What you need to do
Please pull out each line of the items below that contains the word "table" and copy those lines unchanged.

Exercise inputs
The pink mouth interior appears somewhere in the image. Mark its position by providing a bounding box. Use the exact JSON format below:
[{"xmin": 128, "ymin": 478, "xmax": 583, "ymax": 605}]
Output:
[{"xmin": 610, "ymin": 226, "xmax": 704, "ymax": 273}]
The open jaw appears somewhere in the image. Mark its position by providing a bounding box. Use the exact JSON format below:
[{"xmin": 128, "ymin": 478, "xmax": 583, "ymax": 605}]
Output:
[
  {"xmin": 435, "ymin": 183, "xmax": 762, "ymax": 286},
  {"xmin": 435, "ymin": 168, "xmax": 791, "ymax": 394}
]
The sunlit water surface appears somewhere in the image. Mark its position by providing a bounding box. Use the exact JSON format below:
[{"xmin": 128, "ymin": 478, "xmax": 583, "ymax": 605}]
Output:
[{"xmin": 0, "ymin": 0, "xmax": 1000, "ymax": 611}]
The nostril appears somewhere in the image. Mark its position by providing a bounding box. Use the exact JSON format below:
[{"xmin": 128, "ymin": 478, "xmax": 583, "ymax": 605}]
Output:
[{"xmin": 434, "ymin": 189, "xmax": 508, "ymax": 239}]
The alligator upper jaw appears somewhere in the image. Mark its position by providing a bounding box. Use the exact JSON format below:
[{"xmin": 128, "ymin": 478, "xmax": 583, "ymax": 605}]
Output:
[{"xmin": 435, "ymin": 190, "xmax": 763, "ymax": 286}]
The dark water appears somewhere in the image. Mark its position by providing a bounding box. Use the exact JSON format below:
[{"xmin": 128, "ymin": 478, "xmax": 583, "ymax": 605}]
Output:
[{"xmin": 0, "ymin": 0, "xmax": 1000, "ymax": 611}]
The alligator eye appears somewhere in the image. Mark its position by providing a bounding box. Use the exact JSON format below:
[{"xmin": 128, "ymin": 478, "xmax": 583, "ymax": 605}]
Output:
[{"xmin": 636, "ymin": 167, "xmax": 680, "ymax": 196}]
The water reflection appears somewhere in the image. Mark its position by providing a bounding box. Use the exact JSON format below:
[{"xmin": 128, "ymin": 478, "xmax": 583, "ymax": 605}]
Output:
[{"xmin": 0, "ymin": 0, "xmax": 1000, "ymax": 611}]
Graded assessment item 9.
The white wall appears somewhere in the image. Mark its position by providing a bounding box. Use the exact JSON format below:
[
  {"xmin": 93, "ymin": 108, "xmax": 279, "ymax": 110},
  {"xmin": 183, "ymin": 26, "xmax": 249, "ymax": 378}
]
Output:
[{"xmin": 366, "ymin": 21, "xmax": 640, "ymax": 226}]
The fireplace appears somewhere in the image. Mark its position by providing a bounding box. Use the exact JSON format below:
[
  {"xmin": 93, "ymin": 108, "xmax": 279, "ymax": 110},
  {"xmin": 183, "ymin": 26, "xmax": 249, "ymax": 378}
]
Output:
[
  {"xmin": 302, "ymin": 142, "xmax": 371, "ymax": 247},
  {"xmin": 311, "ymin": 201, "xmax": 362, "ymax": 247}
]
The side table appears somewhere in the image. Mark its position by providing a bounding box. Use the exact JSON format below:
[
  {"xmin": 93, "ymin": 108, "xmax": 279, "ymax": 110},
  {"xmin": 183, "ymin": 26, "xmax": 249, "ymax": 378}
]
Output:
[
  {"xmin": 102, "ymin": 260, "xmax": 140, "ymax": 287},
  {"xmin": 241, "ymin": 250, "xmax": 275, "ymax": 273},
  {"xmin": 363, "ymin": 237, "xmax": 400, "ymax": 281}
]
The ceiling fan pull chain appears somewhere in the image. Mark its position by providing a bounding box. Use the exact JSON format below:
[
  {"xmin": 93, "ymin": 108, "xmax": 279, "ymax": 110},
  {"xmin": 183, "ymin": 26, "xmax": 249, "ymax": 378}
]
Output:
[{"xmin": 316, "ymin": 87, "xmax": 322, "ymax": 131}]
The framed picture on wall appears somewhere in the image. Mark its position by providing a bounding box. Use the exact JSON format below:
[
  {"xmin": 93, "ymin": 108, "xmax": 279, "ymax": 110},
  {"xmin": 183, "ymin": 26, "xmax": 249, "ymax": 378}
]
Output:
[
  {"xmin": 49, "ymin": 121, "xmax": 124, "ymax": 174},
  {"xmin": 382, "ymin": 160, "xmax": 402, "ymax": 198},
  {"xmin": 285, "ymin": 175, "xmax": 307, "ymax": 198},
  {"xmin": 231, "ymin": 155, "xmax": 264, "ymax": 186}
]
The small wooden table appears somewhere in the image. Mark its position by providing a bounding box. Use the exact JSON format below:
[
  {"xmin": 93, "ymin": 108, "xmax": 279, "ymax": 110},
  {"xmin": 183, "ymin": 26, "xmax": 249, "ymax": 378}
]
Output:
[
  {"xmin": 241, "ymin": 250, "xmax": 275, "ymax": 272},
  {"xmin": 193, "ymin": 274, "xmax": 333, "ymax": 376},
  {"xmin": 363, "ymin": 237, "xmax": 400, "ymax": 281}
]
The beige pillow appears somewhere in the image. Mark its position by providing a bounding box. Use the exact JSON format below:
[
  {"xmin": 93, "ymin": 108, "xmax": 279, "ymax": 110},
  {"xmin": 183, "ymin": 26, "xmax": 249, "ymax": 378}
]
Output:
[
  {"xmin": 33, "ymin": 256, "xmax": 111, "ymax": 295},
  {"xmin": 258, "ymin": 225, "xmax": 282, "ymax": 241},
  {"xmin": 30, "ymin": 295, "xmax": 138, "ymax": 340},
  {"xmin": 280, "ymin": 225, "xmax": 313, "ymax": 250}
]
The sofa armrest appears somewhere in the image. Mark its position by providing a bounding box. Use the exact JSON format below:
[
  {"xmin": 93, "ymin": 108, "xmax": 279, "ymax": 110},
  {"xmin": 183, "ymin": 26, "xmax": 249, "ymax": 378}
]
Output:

Full solution
The side table appears somewhere in the image. Mark its position by providing a bounding box. Use the exact JSON format below:
The small wooden table appears somewhere in the image. Mark its position by providing a bounding box. Use the exact JSON format below:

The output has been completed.